Tâches à faire »
1. Reproduisez à l'identique, dans l'extrait à lire sur la vente d'une partie d'immeuble, tout ce qui va de « La Cour d'appel » jusqu'à « de 125.000 BEF. ».
2. Traduisez en anglais cette phrase de l'extrait à lire sur la vente d'une partie d'immeuble : « La Cour d'appel de Mons a confirmé ce jugement en 1998. »
3. Poursuivez l'extrait à lire sur la vente d'une partie d'immeuble à la suite de sa dernière phrase.

Présentation des faits1
Par un « compromis de vente » sous seing privé datant du 24 mai 1989, la S.A. Ch. a vendu à la S.P.R.L. V. une partie d'immeuble pour un prix de 1.000.000 BEF.
Il était prévu dans ce compromis de vente que la propriété et la jouissance du bien ne seront transférées d'une partie à l'autre qu'au jour de la signature de l'acte authentique.
Toutefois, aucun acte authentique de vente n'est intervenu.
Par la suite, en juin 1991, la S.P.R.L. V. a assigné la S.A. Ch. devant le Tribunal civil afin de réclamer sa condamnation à passer l'acte authentique de vente.
La S.A. Ch. a formé une demande reconventionnelle tendant à la résolution de la vente aux torts de la S.P.R.L. V.
Par jugement du 14 juin 1994, le premier juge a prononcé la résolution de la vente aux torts de la S.P.R.L. V. et l'a condamnée à payer des dommages-intérêts à la S.A. Ch.
La Cour d'appel de Mons a confirmé ce jugement en 1998.
Par la suite, se prévalant du compromis de vente du 24 mai 1989, l'Administration de la T.V.A., de l'Enregistrement et des Domaines a réclamé le paiement tant au vendeur qu'à l'acheteur du droit d'enregistrement proportionnel de 12,5 % sur le prix de la vente, soit un montant de 125.000 BEF.
Le 7 juin 1996, une contrainte a été décernée à leur encontre pour un montant de 245.000 BEF, à titre de droit d'enregistrement et d'amendes.
Les deux parties ont formé opposition à contrainte le 25 juin 1996.

Données enregistrées »
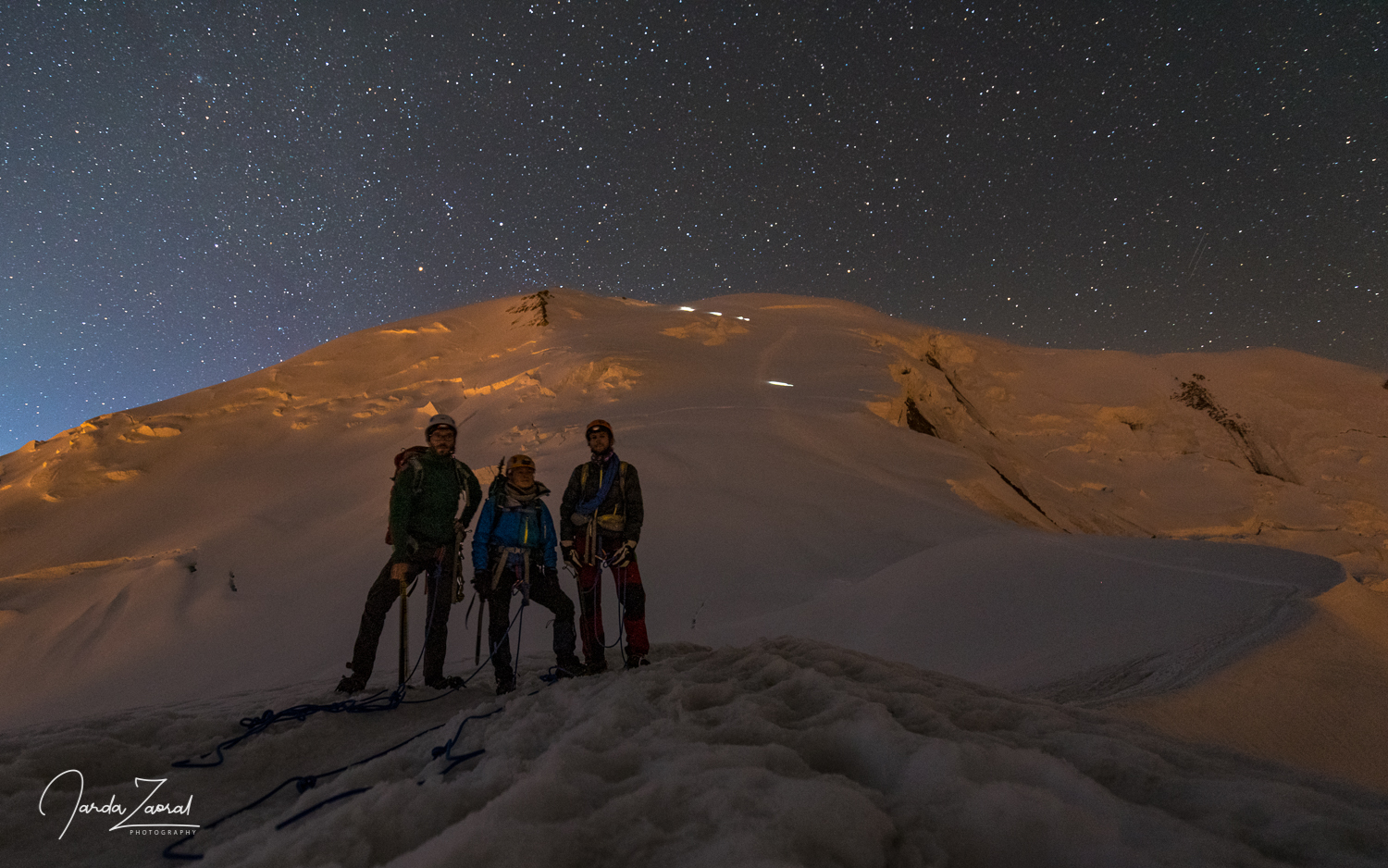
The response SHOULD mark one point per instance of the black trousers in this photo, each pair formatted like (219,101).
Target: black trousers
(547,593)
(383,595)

---

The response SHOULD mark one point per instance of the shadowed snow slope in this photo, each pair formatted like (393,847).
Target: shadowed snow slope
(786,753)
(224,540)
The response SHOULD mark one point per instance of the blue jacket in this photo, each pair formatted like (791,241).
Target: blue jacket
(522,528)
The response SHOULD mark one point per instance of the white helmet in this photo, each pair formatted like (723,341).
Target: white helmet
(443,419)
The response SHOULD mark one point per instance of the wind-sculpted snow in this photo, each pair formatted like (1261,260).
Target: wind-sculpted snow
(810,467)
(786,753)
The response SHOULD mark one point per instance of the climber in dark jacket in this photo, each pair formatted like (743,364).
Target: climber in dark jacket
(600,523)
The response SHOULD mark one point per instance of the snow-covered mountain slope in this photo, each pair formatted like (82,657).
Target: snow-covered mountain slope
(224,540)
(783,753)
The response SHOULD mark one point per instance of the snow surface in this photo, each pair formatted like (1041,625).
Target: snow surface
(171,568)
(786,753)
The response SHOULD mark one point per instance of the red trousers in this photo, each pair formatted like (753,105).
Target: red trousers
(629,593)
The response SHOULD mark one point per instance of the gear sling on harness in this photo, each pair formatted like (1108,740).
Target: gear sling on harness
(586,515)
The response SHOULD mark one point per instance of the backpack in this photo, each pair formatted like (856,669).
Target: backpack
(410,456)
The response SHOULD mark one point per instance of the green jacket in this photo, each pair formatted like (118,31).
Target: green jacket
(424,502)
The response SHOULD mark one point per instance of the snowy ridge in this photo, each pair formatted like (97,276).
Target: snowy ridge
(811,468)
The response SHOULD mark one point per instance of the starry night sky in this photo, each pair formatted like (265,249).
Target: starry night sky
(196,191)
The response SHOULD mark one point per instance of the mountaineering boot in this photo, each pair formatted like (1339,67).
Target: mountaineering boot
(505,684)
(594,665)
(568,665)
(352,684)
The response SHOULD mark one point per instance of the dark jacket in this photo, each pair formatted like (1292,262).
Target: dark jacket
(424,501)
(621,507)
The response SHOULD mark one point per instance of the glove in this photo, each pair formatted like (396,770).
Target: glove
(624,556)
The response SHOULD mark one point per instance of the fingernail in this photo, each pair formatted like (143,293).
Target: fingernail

Résultats de l'exercice »
1.
La Cour d'appel de Mons a confirmé ce jugement en 1998.
Par la suite, se prévalant du compromis de vente du 24 mai 1989, l'Administration de la T.V.A., de l'Enregistrement et des Domaines a réclamé le paiement tant au vendeur qu'à l'acheteur du droit d'enregistrement proportionnel de 12,5 % sur le prix de la vente, soit un montant de 125.000 BEF.

2. The Court of Appeal of Mons upheld this judgment in 1998.

3.
Décision du Tribunal
La Cour constate qu’il a été prévu dans le compromis de vente que la propriété et la jouissance du bien ne seront transférées d'une partie à l'autre qu'au jour de la signature de l'acte authentique. Selon la S.P.R.L. V., il s’agit d’une condition suspensive. Pour cette raison, elle estime que le compromis n'était pas un acte translatif de propriété d'immeuble, l'acte translatif taxable étant l'acte authentique. Toujours selon la S.P.R.L. V., aucun droit d’enregistrement n’est dû, puisqu’aucun acte authentique n’a été passé.
Quant à la S.A. Ch., elle invoque l'autorité de chose jugée de l'arrêt du 9 janvier 1998 de la Cour d'appel de Mons, estimant que la résolution prononcée implique qu'il y avait bien eu vente. La S.P.R.L. V. le conteste en invoquant la relativité de la chose jugée.
A cet égard, la Cour rappelle que conformément à l'article 23 du Code judiciaire, un jugement ne produit d'effets qu'entre parties mais que le jugement, par son existence même, modifie l'ordonnancement juridique et cette modification, objectivement, doit être reconnue et respectée par tous.
La S.A. Ch. peut dès lors se prévaloir de la force probante des décisions intervenues même si elle n'y était pas partie.
La Cour estime qu’il est possible de déduire du prononcé de la résolution de la vente que celle-ci était bien intervenue, de sorte que le droit d’enregistrement est dû.
Pour le surplus, la Cour considère que c’est à tort que la S.P.R.L. V. soutient que la clause précitée constituait une condition suspensive. En effet, la condition est l'événement futur et incertain auquel est subordonnée soit l'exécution soit l'extinction d'une obligation. En conséquence, c’est l’incertitude de l’évènement futur qui est l’élément essentiel permettant de différencier la condition suspensive du terme suspensif.
Quant à l'incertitude, celle-ci doit être objective, c’est-à-dire indépendante de la volonté des parties.
Les juges sont d’avis qu’une telle incertitude ne se retrouve pas dans la clause en question, laquelle ne constitue pas une condition mais uniquement une clause retardant le transfert de propriété. Le contrat de vente existe entre parties et est valide dès le moment où l'échange des consentements a été opéré.
En l’espèce, les juges rappellent que la vente s’est réalisé par la signature du compromis de vente, lequel contient l'accord, inconditionnel, des parties sur la chose vendue et son prix.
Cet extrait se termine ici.